## Work to complete:
Print the whole album entry on Easy to Dance With word for word.

## Supplied text:
● ● ● ●

Studio album by Fred Astaire
- Released: 1959
- Label: Verve

Fred Astaire chronology
| Funny Face (1957) | Easy to Dance With (1959) | Now Fred Astaire (1959) |

= Easy to Dance With =

Easy to Dance With is a studio album by American dancer and singer Fred Astaire, released in 1959 on Verve Records.

Billboard reviewed the album and rated it four stars out of four, writing: "Astaire renders a flock of tunes from movies and shows in his relaxed, inimitable fashion. Five of the tunes were cleffed by the dancer himself. It's a relaxed and easy-listening set. Release is timely due to the recent release of the singer's autobiography. Package is highlighted by an interesting cover painting of Astaire and good notes. Tunes include "New Sun in the Sky," "The Way You Look Tonight" and "I Concentrate on You.""

● ● ● ●

## Information supplied:

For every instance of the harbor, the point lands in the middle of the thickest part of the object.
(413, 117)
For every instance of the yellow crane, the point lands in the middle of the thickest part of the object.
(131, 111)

● ● ● ●

## Solution to this problem:
Studio album by Fred Astaire
- Released: 1959
- Label: Verve

Fred Astaire chronology
| Funny Face (1957) | Easy to Dance With (1959) | Now Fred Astaire (1959) |

= Easy to Dance With =

Easy to Dance With is a studio album by American dancer and singer Fred Astaire, released in 1959 on Verve Records.

Billboard reviewed the album and rated it four stars out of four, writing: "Astaire renders a flock of tunes from movies and shows in his relaxed, inimitable fashion. Five of the tunes were cleffed by the dancer himself. It's a relaxed and easy-listening set. Release is timely due to the recent release of the singer's autobiography. Package is highlighted by an interesting cover painting of Astaire and good notes. Tunes include "New Sun in the Sky," "The Way You Look Tonight" and "I Concentrate on You.""